Segment Open
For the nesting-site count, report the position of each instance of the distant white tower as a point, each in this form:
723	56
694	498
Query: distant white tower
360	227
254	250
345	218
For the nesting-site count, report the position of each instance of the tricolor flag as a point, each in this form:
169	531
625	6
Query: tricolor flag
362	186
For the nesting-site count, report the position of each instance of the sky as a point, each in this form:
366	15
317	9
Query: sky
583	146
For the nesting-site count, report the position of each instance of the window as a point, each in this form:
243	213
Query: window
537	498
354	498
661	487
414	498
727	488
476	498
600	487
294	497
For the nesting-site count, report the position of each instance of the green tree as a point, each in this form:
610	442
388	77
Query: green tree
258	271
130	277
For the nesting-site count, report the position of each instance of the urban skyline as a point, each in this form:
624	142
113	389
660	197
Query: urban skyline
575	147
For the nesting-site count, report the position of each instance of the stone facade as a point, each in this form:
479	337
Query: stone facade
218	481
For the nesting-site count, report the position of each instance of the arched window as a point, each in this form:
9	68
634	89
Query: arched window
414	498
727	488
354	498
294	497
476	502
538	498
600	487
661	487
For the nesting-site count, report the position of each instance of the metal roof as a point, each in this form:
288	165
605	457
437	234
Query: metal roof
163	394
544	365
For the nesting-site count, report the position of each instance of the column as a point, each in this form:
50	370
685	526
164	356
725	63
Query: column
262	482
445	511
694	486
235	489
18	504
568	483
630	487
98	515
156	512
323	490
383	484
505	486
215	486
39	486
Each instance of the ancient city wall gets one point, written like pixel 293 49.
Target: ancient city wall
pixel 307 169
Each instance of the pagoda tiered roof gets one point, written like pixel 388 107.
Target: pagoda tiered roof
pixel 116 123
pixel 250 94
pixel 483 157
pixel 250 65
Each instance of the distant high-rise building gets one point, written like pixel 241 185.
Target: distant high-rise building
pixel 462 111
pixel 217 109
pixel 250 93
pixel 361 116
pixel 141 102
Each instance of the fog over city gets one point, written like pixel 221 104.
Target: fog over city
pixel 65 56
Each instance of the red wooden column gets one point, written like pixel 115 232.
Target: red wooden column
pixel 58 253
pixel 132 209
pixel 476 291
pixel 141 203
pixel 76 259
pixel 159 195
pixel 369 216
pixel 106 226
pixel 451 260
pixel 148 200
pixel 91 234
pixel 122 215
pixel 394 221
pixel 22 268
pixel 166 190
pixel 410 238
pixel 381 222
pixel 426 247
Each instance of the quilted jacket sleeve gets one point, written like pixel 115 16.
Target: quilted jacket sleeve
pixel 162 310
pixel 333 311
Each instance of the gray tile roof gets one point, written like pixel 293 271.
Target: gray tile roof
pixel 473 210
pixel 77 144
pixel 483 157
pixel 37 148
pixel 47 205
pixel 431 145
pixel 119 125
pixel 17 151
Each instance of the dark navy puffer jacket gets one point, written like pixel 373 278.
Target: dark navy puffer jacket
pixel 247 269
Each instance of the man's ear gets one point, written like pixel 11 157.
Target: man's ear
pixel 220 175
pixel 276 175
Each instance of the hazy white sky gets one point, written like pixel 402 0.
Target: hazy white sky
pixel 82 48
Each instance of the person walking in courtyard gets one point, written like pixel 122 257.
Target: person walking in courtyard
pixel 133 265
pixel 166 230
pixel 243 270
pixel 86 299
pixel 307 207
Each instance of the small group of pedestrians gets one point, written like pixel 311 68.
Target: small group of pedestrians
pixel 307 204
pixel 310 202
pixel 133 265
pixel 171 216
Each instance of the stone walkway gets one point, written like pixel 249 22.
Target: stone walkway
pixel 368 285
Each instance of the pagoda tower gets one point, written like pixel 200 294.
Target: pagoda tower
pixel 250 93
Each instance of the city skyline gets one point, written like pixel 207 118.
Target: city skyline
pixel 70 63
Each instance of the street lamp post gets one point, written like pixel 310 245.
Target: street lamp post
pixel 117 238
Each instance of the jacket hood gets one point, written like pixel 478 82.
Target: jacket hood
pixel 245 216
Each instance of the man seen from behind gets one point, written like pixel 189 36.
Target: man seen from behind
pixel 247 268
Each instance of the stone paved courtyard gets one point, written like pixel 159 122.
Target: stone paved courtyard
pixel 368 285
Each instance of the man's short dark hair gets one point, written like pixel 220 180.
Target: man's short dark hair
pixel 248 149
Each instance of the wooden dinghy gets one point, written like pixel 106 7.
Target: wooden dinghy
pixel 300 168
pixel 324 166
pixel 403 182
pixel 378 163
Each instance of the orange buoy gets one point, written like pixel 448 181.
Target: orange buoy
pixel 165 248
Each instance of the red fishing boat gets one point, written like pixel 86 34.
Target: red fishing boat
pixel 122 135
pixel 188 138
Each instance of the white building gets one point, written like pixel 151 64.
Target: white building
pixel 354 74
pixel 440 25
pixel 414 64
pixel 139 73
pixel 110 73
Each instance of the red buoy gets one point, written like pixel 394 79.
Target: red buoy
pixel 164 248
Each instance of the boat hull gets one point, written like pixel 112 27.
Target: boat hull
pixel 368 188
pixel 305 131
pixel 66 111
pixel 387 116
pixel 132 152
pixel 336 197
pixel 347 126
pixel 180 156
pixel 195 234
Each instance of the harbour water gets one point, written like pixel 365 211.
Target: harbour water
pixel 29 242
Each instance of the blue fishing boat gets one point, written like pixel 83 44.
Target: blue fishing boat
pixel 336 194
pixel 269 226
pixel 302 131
Segment Closed
• [PROBLEM DESCRIPTION] The records above need to be retyped in full, exactly as given.

• [REPLY TO THE TASK]
For the nesting-site count, report the position of each instance of the distant white tower as a point, each in this form:
723	56
694	498
Query: distant white tower
360	227
254	250
345	218
For the nesting-site count, report the position of each instance of the tricolor flag as a point, each in this form:
169	531
625	6
Query: tricolor flag
362	186
For the nesting-site count, report the position of each instance of the sky as a point, each in this form:
366	15
317	9
Query: sky
583	146
For the nesting-site count, report the position of each instance of the window as a point, each in this form:
243	213
Query: window
537	498
354	498
661	487
414	498
727	488
476	498
600	487
294	497
For the nesting-site count, report the position of each instance of the green tree as a point, each in this form:
610	442
388	77
Query: green tree
258	271
130	277
For the nesting-site count, report the position of each instance of the urban skyline as a point, each in this form:
624	142
113	389
660	197
Query: urban skyline
575	147
For the nesting-site count, report the position of each instance of the stone facade as a point, each in this form:
479	337
Query: stone facade
218	481
For the nesting-site count, report the position of each instance of the arched window as a point, each in this form:
9	68
634	89
Query: arched window
414	498
727	488
354	498
294	497
476	502
538	498
600	487
661	487
For the nesting-site count, report the position of each instance of the metal roof as a point, each in this form:
288	165
605	457
437	234
Query: metal roof
163	394
544	365
For the nesting-site count, report the position of each instance of the column as a point, each in this form:
50	370
685	526
164	356
725	63
Query: column
262	482
445	511
694	486
235	489
18	504
568	483
630	487
98	515
156	512
323	490
383	484
505	486
215	486
39	486
Each instance of the ancient city wall gets one point, written like pixel 293 49.
Target: ancient city wall
pixel 307 169
Each instance of the pagoda tiered roof gets one point, written like pixel 388 107.
Target: pagoda tiered roof
pixel 116 123
pixel 250 94
pixel 483 157
pixel 250 65
Each instance of the distant high-rise building gets one point, written like pixel 241 185.
Target: distant high-rise building
pixel 462 111
pixel 217 109
pixel 250 93
pixel 361 116
pixel 141 102
Each instance of the fog over city gets one point, written like pixel 221 104.
Target: fog over city
pixel 65 56
Each instance of the red wooden column gets one point, written like pixel 115 232.
Target: red wooden column
pixel 58 253
pixel 132 209
pixel 476 291
pixel 141 203
pixel 76 259
pixel 159 195
pixel 369 216
pixel 106 226
pixel 451 260
pixel 148 200
pixel 91 234
pixel 122 215
pixel 394 221
pixel 22 268
pixel 166 190
pixel 410 238
pixel 381 222
pixel 426 247
Each instance of the quilted jacket sleeve gets one point, written like pixel 115 16.
Target: quilted jacket sleeve
pixel 162 310
pixel 333 311
Each instance of the gray tile roof gets one point, written like pixel 293 271.
Target: gray tile roof
pixel 473 210
pixel 77 144
pixel 483 157
pixel 37 148
pixel 47 205
pixel 431 145
pixel 119 125
pixel 17 151
Each instance of the dark navy puffer jacket gets one point, written like pixel 373 278.
Target: dark navy puffer jacket
pixel 247 269
Each instance of the man's ear gets one point, written like pixel 11 157.
Target: man's ear
pixel 220 175
pixel 276 175
Each instance of the hazy white sky gets one point, written like pixel 402 0.
Target: hazy white sky
pixel 82 48
Each instance of the person walking in courtyard gets one point, written like pixel 122 257.
Target: person walking in courtyard
pixel 133 265
pixel 166 230
pixel 243 270
pixel 86 299
pixel 307 207
Each instance of the small group of pedestrians gets one point, written like pixel 311 68.
Target: small group of pedestrians
pixel 307 204
pixel 310 202
pixel 133 265
pixel 171 216
Each instance of the stone walkway gets one point, written like pixel 249 22.
Target: stone walkway
pixel 368 285
Each instance of the pagoda tower gets one point, written like pixel 200 294.
Target: pagoda tower
pixel 250 93
Each instance of the city skyline gets one point, written like pixel 207 118.
Target: city skyline
pixel 70 63
Each instance of the street lamp post gets one point, written like pixel 310 245.
Target: street lamp post
pixel 117 238
Each instance of the jacket hood gets one point, written like pixel 478 82.
Target: jacket hood
pixel 245 216
Each instance of the man seen from behind gets one point, written like pixel 189 36.
Target: man seen from behind
pixel 247 268
Each instance of the stone paved courtyard gets one point, written like pixel 159 122.
Target: stone paved courtyard
pixel 368 285
Each instance of the man's short dark hair gets one point, written like pixel 220 180.
Target: man's short dark hair
pixel 248 149
Each instance of the wooden dinghy gets one point, written like pixel 106 7.
Target: wooden dinghy
pixel 300 168
pixel 324 166
pixel 403 182
pixel 378 163
Each instance of the orange buoy gets one point, written like pixel 448 181.
Target: orange buoy
pixel 165 248
Each instance of the red fishing boat gets one point, written like pixel 86 34.
Target: red fishing boat
pixel 122 135
pixel 188 138
Each instance of the white building gets one point, written like pixel 151 64.
Target: white building
pixel 354 74
pixel 440 25
pixel 414 64
pixel 139 73
pixel 110 73
Each instance of the red buoy gets one point, written like pixel 394 79.
Target: red buoy
pixel 164 248
Each instance of the boat hull gets one point, written like pixel 112 27.
Target: boat hull
pixel 368 188
pixel 305 131
pixel 66 111
pixel 387 116
pixel 132 152
pixel 336 197
pixel 347 126
pixel 180 156
pixel 195 234
Each instance of the harbour water gets one point, written like pixel 365 211.
Target: harbour water
pixel 29 242
Each instance of the blue fishing boat gets one point, written like pixel 83 44.
Target: blue fishing boat
pixel 336 194
pixel 269 226
pixel 302 131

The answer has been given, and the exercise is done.